#### [Activity]
Give again exactly the lines that run from the start of the records to the line holding "positive clicks: (777, 526)", both ends counted. Do not include the pictures.

#### [Dataset entries]
----

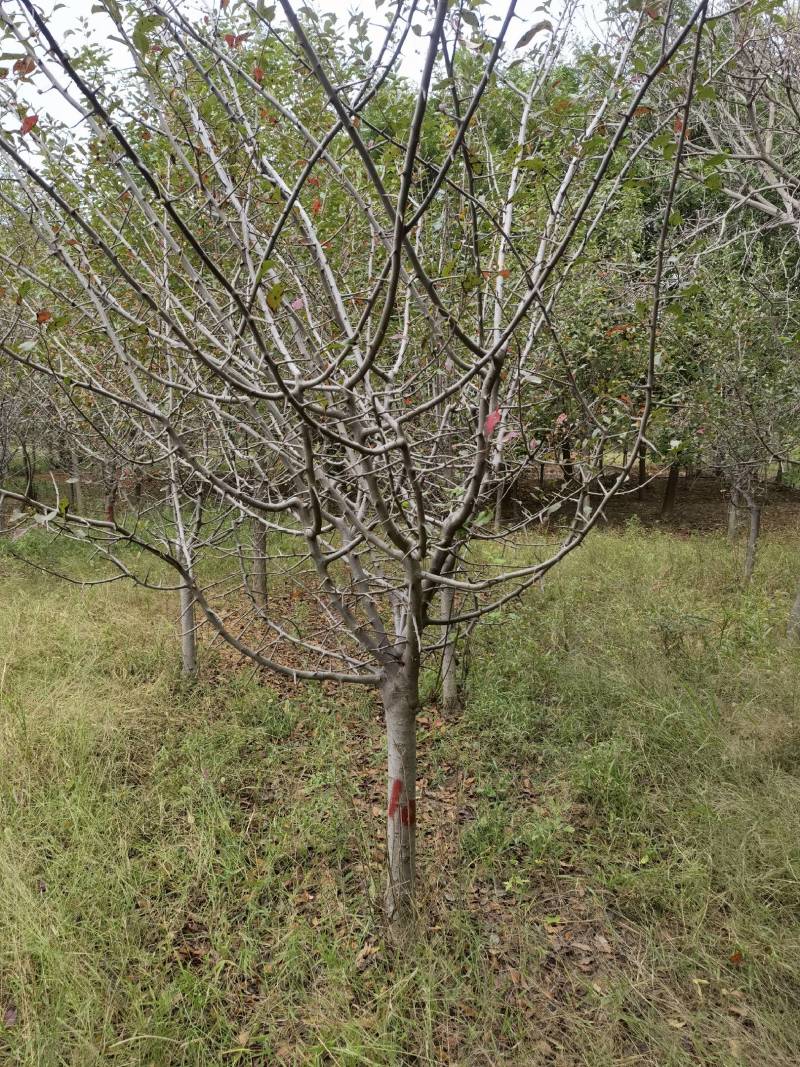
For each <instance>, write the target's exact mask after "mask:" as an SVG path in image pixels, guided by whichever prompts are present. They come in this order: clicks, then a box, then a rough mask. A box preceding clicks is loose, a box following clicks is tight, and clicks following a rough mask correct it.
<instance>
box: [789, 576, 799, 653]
mask: <svg viewBox="0 0 800 1067" xmlns="http://www.w3.org/2000/svg"><path fill="white" fill-rule="evenodd" d="M786 634H787V636H788V637H789V638H791V639H793V640H795V641H797V640H800V586H798V588H797V595H796V596H795V603H794V604H793V605H791V610H790V611H789V624H788V627H787V630H786Z"/></svg>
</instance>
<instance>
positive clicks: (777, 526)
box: [512, 467, 800, 535]
mask: <svg viewBox="0 0 800 1067" xmlns="http://www.w3.org/2000/svg"><path fill="white" fill-rule="evenodd" d="M557 471H558V467H553V468H547V471H546V480H545V482H544V485H543V487H540V485H539V483H538V481H537V480H535V479H530V480H528V481H525V482H522V483H521V485H519V489H518V491H517V492H516V494H515V496H514V498H513V501H512V507H513V506H514V505H515V506H516V509H518V508H521V507H524V508H526V509H529V510H534V509H535V510H538V508H539V507H541V504H538V503H537V501H538V500H539V499H541V497H540V494H542V496H544V497H550V498H551V497H553V495H554V494H555V493H556V492H557V491H559V490H560V489H561V487H562V484H563V482H561V480H560V479H559V478H557V476H556V472H557ZM666 485H667V477H666V475H658V476H656V477H654V478H653V479H652V480H651V481H649V482H647V483H646V484H645V485H644V490H643V493H642V499H640V498H639V490H638V487H637V484H636V481H635V480H634V481H633V482H631V484H630V488H629V489H626V490H625V491H624V492H621V493H618V494H617V496H615V497H614V498H613V499H612V500H610V501H609V504H608V506H607V507H606V517H607V520H608V523H609V525H611V526H621V525H624V524H625V523H626V522H627V521H628V520H629V519H630V517H631V516H633V515H636V516H637V517H638V519H639V521H640V522H641V524H642V526H645V527H655V528H660V529H667V530H673V531H675V532H676V534H681V535H687V534H692V532H719V531H721V530H725V529H726V528H727V494H726V490H725V485H724V483H723V482H722V481H721V479H719V478H716V477H714V475H709V474H698V475H691V476H688V477H687V476H686V475H685V474H682V475H681V478H679V481H678V485H677V493H676V496H675V504H674V507H673V509H672V512H671V514H669V515H662V514H661V504H662V500H663V494H665V489H666ZM743 521H745V517H743V516H742V522H743ZM762 529H763V531H764V532H766V534H770V532H775V531H791V532H800V490H797V489H791V488H789V487H786V485H769V487H768V489H767V494H766V498H765V500H764V510H763V513H762Z"/></svg>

----

#### [Reply]
For each <instance>, write the target's exact mask after "mask:" as an SVG path in image pixels, guided by whichever prompts are present. They come in this order: clicks, then a box, then a rough mask. A box preceding clicks is loose, a box following clicks is tight, and clicks following a rough mask correct it.
<instance>
box: [789, 576, 799, 653]
mask: <svg viewBox="0 0 800 1067" xmlns="http://www.w3.org/2000/svg"><path fill="white" fill-rule="evenodd" d="M786 634H787V636H788V637H789V638H791V639H793V640H795V641H797V640H800V586H798V588H797V595H796V596H795V603H794V604H793V605H791V610H790V611H789V624H788V627H787V630H786Z"/></svg>
</instance>
<instance>
positive clicks: (777, 526)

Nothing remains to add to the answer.